• **SET OF TASKS**
a - According to the statement on the alternative fuel payment scheme, why was an application process offered for the basic £150 payment? Answer in one to three sentences.
b - Write a continuation of the statement on the alternative fuel payment scheme, beginning after its final sentence.

• **EXTRACTED TEXT**
In response to the unprecedented rise in energy prices resulting from the Ukraine war, we have delivered critical support to households, businesses and other non-domestic consumers. Moving at considerable pace, the Government brought forward emergency legislation on energy support last year, paving the way for financial support to be delivered rapidly across the entire United Kingdom. The non-domestic alternative fuel payment scheme serves a crucial purpose in ensuring that businesses and organisations which are not on the gas grid and instead rely on alternative fuels for heating are not left behind and receive comparable support to users which are on the gas grid. Businesses, organisations and other non-domestic customers that use alternative fuel are receiving £150. These payments were disbursed through electricity suppliers, in most cases as a credit into the electricity supply accounts registered at qualifying properties. The vast majority of customers entitled to a payment will have already seen this credited to their bills.

We are providing the additional top-up payment to businesses and organisations consuming a very high volume of kerosene heating oil. An application service was opened on 20 March so that eligible non-domestic customers could claim this additional payment. We also provided an application process for businesses and organisations to apply for the basic £150 payment in the limited circumstances where this would not have already been received through electricity suppliers—for example, for alternative fuel users who do not have an electricity supplier and therefore did not receive a payment through this route.

This instrument plays an important role in making sure that support reaches those who need it. We have already brought forward regulations with respect to the main part of the scheme: the £150 payments delivered through electricity suppliers. This instrument complements those earlier regulations and extends that principle of pass-through to payments made in relation to the application process that commenced on 20 March.

I appreciate that some noble Lords are already familiar with the purpose of pass-through requirements, as we have brought forward several similar instruments before, not least the previous instrument in relation to this scheme. For those who may not be so familiar, let me explain what they do.

(Data extracted from a collection)

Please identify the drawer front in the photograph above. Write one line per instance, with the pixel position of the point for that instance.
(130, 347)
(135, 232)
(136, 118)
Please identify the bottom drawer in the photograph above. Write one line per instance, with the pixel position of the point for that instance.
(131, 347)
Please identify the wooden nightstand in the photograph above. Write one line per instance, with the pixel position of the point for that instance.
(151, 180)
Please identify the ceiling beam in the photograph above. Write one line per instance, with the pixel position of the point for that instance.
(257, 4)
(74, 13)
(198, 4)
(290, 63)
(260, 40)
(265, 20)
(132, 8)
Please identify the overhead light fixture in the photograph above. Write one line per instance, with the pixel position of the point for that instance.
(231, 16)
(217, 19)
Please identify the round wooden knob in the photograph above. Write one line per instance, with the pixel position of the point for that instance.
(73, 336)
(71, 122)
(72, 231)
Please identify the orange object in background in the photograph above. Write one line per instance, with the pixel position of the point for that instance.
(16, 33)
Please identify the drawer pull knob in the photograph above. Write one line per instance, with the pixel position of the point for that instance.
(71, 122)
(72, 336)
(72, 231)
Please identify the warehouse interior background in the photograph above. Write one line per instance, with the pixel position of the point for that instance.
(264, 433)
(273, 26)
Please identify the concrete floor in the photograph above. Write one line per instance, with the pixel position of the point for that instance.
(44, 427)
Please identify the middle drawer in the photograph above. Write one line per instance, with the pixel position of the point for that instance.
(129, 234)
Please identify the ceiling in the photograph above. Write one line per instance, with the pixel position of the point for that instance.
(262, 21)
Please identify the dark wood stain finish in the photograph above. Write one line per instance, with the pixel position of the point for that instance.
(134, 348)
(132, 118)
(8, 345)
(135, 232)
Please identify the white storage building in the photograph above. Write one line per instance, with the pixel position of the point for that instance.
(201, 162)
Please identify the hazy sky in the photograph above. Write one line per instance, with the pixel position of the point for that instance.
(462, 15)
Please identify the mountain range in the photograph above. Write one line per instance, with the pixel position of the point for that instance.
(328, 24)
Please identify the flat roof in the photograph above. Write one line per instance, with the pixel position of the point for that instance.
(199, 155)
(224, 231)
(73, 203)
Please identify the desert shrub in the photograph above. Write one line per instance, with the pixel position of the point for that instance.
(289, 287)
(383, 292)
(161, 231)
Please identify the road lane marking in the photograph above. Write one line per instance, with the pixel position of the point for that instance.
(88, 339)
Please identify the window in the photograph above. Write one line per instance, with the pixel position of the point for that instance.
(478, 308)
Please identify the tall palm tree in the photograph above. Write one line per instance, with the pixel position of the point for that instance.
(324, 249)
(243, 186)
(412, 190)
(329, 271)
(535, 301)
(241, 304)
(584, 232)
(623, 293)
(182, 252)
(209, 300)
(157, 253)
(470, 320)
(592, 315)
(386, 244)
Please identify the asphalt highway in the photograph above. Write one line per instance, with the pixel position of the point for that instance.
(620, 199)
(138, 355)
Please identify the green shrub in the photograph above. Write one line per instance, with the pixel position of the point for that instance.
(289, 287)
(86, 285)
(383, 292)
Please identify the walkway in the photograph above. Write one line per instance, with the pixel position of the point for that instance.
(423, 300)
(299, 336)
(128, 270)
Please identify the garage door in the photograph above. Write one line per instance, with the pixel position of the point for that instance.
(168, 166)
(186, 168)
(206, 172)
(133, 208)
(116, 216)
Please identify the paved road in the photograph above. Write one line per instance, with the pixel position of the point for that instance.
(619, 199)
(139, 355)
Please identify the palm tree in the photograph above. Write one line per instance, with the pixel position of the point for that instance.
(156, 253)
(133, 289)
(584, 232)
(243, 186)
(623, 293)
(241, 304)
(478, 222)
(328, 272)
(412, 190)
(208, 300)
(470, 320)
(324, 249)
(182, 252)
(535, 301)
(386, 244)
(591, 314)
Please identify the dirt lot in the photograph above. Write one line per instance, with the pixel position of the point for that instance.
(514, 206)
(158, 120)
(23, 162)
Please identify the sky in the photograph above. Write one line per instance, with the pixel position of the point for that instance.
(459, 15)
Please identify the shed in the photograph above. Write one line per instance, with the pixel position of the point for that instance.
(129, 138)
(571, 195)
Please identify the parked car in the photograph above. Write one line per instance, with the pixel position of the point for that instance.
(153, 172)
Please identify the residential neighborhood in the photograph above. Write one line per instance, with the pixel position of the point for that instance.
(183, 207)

• **ANSWERS**
a - An application process was offered for the limited cases where the £150 would not already have been received through electricity suppliers. One example is alternative fuel users who have no electricity supplier and so did not receive a payment through that route.

b -
This instrument makes it mandatory for intermediaries to pass the financial benefit of the scheme on to end- users. It takes the same approach as the previous instrument and those relating to other price support mechanisms such as the energy bills support scheme and the energy bill relief scheme. That is needed because some payments will necessarily be made to intermediaries such as commercial landlords rather than the end-users, who ultimately bear the brunt of inflated energy bills. Where support is provided to an intermediary, we need to make sure that it can be appropriately passed on to the end-user.

Perhaps it would be appropriate to clarify what we mean by “end-user”. In the case of the non-domestic alternative fuel payment, an end-user is an individual, business or organisation which consumes energy or energy products and pays for that consumption indirectly through an intermediary. An example would be a tenant business paying for its energy usage through a service charge or all-inclusive rent.

As with the other energy schemes, this instrument requires support to be passed on in a just and reasonable way. The Secondary Legislation Scrutiny Committee has previously asked about the term “just and reasonable”, so let me clarify what these regulations are working to achieve. The regulations have been drafted in this way to account for the many kinds of relationships between an intermediary and an end-user. If the Government took a narrow definition of “just and reasonable”, there is the risk of inadvertently excluding some intermediaries from the pass-through requirements. This also accommodates scenarios where intermediaries have multiple end-users to pass the support on to. The regulations also make it clear when and how intermediaries should communicate with end-users, regarding the benefit being passed on.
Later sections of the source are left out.